*DATA RECORDS:*
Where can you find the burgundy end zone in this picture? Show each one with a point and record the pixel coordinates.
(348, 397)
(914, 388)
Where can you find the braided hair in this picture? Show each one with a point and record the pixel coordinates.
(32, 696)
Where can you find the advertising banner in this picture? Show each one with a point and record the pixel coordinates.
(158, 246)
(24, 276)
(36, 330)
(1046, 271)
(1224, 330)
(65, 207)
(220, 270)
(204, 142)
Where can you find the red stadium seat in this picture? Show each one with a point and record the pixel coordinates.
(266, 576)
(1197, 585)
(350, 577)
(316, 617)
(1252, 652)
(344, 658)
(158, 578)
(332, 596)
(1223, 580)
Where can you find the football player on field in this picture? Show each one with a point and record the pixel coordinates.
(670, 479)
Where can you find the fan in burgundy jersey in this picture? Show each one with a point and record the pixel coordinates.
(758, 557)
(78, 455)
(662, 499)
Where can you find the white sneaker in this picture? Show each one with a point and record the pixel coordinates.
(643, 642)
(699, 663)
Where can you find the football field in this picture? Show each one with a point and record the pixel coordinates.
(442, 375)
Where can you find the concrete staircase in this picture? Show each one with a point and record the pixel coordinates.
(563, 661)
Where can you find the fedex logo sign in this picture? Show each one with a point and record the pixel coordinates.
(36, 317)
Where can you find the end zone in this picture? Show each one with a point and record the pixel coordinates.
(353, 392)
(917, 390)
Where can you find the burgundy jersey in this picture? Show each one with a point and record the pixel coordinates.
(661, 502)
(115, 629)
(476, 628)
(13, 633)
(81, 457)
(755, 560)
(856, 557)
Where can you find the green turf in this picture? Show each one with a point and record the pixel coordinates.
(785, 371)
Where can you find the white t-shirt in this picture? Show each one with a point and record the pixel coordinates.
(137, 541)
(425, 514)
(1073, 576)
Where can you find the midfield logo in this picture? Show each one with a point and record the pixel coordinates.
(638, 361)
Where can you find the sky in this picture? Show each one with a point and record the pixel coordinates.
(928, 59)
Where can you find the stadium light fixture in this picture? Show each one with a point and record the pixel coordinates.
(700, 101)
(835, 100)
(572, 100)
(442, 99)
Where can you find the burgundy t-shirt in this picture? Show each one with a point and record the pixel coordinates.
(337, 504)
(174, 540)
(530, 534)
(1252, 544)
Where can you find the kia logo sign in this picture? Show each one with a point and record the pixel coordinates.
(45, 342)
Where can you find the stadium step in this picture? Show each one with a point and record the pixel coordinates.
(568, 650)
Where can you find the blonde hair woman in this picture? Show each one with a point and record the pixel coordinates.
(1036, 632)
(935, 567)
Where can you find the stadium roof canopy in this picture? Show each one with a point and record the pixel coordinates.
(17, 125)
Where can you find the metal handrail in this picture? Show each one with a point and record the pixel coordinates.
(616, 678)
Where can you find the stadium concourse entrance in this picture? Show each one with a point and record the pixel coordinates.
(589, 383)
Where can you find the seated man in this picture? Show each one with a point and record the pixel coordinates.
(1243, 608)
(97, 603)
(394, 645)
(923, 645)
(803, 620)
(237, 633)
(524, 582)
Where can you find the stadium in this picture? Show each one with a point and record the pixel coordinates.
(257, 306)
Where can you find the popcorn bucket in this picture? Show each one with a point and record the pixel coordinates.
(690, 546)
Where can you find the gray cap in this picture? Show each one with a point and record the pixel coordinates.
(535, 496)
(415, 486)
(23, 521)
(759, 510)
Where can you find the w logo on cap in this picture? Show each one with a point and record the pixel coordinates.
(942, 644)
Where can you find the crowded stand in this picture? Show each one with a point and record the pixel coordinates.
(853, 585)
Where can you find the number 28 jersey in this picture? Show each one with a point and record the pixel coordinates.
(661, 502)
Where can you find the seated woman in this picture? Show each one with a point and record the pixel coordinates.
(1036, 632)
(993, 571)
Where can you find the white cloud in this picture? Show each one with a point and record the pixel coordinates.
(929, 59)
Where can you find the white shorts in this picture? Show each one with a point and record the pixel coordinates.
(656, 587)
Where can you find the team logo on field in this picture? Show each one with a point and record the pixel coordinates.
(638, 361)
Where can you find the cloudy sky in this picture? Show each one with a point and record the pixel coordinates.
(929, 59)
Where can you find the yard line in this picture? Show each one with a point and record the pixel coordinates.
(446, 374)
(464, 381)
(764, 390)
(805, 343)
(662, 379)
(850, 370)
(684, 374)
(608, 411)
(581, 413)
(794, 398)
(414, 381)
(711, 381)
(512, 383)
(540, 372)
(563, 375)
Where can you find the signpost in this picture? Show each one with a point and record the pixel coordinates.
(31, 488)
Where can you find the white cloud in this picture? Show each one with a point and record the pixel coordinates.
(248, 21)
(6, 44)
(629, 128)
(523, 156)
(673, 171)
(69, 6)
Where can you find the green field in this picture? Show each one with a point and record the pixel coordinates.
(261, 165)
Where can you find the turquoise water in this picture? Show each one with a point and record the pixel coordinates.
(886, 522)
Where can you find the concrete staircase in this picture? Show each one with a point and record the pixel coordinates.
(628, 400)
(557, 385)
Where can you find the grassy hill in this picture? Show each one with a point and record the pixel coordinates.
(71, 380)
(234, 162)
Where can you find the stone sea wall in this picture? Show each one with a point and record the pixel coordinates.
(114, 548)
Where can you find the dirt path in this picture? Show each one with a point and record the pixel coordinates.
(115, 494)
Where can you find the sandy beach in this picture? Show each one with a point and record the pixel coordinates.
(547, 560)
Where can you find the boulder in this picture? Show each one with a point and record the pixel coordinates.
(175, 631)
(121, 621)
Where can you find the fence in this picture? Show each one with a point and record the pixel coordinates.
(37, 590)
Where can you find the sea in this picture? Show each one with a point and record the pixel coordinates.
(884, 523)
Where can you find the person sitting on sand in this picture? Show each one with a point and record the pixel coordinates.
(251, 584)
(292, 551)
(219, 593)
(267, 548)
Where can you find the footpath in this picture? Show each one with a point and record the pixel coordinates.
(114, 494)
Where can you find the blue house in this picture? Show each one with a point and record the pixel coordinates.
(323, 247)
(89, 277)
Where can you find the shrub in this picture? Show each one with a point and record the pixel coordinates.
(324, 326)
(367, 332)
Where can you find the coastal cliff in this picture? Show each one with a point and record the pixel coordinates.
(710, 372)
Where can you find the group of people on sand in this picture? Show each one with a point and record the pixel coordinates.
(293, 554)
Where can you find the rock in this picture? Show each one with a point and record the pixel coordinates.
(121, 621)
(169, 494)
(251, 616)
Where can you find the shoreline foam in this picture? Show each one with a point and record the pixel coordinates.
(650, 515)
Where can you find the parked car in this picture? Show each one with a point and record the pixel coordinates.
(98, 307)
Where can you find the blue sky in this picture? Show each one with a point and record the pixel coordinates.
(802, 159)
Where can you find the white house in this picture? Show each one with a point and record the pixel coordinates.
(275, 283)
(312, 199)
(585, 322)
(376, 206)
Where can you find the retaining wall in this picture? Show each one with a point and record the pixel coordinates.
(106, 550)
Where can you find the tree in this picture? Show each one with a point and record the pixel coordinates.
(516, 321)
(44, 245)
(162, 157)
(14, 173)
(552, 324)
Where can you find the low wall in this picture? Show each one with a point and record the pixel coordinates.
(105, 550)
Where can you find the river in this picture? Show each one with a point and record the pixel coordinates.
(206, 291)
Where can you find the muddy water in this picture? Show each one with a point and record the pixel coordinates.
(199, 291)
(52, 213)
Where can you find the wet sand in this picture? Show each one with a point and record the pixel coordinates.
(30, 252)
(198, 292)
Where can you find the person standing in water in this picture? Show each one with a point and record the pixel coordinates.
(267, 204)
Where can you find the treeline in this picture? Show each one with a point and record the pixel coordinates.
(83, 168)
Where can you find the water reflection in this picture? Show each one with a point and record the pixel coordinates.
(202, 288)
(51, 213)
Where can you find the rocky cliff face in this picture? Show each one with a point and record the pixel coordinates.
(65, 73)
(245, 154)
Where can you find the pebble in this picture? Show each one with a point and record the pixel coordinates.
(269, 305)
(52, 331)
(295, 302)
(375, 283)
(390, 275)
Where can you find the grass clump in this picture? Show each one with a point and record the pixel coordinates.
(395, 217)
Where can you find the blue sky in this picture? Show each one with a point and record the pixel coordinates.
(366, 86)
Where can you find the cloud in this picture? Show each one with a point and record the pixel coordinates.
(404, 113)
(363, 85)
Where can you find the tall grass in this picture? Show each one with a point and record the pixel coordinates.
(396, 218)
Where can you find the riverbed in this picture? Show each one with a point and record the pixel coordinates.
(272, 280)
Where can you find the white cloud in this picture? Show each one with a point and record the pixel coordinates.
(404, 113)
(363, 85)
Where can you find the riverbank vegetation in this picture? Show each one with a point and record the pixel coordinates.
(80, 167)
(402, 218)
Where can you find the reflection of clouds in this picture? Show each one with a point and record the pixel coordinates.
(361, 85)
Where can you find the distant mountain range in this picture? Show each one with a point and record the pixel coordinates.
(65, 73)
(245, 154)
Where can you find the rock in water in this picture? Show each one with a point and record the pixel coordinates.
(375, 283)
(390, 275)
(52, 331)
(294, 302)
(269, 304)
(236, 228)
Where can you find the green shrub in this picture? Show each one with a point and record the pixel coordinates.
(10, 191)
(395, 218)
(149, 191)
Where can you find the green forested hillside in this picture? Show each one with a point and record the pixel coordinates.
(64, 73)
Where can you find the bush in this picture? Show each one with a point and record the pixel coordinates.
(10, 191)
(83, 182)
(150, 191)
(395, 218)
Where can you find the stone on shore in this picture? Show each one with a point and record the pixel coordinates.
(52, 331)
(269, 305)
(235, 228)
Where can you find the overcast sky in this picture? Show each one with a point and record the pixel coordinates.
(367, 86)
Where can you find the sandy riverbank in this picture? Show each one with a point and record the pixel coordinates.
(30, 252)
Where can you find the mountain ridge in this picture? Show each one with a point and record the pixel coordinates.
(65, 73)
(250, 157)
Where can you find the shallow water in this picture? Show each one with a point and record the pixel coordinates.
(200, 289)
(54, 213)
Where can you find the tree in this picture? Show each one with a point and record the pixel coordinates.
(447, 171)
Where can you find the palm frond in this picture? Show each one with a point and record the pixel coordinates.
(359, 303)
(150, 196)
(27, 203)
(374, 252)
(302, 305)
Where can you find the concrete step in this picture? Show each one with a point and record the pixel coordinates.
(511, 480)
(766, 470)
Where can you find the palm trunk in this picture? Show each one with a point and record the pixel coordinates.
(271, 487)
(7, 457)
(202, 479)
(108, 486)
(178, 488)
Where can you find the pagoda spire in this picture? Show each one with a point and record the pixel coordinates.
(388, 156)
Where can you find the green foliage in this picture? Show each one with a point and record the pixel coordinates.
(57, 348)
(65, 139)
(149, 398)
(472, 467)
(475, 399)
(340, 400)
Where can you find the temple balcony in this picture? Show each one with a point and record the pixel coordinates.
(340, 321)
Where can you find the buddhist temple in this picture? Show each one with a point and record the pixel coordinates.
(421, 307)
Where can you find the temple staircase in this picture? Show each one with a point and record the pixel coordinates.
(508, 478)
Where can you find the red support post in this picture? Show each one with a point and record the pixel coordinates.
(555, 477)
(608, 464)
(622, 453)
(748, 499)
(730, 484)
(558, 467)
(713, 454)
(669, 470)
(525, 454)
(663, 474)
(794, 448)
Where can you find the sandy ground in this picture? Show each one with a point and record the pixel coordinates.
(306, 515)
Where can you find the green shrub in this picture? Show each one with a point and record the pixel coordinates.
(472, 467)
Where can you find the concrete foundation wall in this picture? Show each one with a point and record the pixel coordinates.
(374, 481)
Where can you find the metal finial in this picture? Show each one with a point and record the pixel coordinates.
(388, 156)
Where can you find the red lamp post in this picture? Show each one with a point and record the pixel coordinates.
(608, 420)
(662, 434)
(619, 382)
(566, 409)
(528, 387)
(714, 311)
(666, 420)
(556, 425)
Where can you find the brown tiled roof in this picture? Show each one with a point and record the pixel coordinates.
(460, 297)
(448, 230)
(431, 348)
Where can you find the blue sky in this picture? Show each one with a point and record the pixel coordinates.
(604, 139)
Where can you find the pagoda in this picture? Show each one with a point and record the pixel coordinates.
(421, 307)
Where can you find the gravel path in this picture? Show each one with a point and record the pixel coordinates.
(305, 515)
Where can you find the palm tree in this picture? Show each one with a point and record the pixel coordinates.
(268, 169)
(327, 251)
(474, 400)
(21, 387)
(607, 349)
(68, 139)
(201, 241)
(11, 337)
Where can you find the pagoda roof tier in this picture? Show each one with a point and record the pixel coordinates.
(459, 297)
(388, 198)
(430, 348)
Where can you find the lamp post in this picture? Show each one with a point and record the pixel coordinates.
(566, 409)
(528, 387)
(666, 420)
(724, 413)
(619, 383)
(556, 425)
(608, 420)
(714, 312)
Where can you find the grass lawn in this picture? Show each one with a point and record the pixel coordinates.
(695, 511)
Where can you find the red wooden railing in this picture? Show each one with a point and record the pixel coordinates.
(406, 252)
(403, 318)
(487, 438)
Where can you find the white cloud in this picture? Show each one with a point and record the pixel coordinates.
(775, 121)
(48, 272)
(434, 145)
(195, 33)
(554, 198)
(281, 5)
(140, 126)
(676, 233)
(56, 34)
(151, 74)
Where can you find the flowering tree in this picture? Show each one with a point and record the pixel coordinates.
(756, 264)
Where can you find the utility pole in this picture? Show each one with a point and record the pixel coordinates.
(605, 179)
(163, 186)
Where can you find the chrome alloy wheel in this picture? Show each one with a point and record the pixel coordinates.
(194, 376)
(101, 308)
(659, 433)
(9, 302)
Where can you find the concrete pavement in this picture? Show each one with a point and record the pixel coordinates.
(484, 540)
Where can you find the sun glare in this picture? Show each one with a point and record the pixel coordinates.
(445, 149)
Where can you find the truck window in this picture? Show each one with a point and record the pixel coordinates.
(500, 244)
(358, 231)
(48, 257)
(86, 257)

*EXERCISE INSTRUCTIONS:*
Copy the entries word for word, from the line with "Where can you find the fedex" to the line with "(1073, 576)", including both of those lines.

*EXERCISE RESULT:*
Where can you find the fedex logo sign in this picture? Show each one with a point and record the pixel coordinates.
(36, 317)
Where can you find the end zone in this picture? Show each one with a point and record the pixel coordinates.
(353, 392)
(917, 390)
Where can you find the burgundy jersey in this picture? Show each one with a point and record the pixel coordinates.
(661, 502)
(115, 629)
(476, 628)
(13, 633)
(81, 457)
(755, 560)
(856, 557)
Where can you find the green turf in this picture? Show each one with a point and record the pixel coordinates.
(785, 371)
Where can you find the white t-shirt in this picture? Show each one with a point and record the pixel coordinates.
(137, 541)
(425, 514)
(1073, 576)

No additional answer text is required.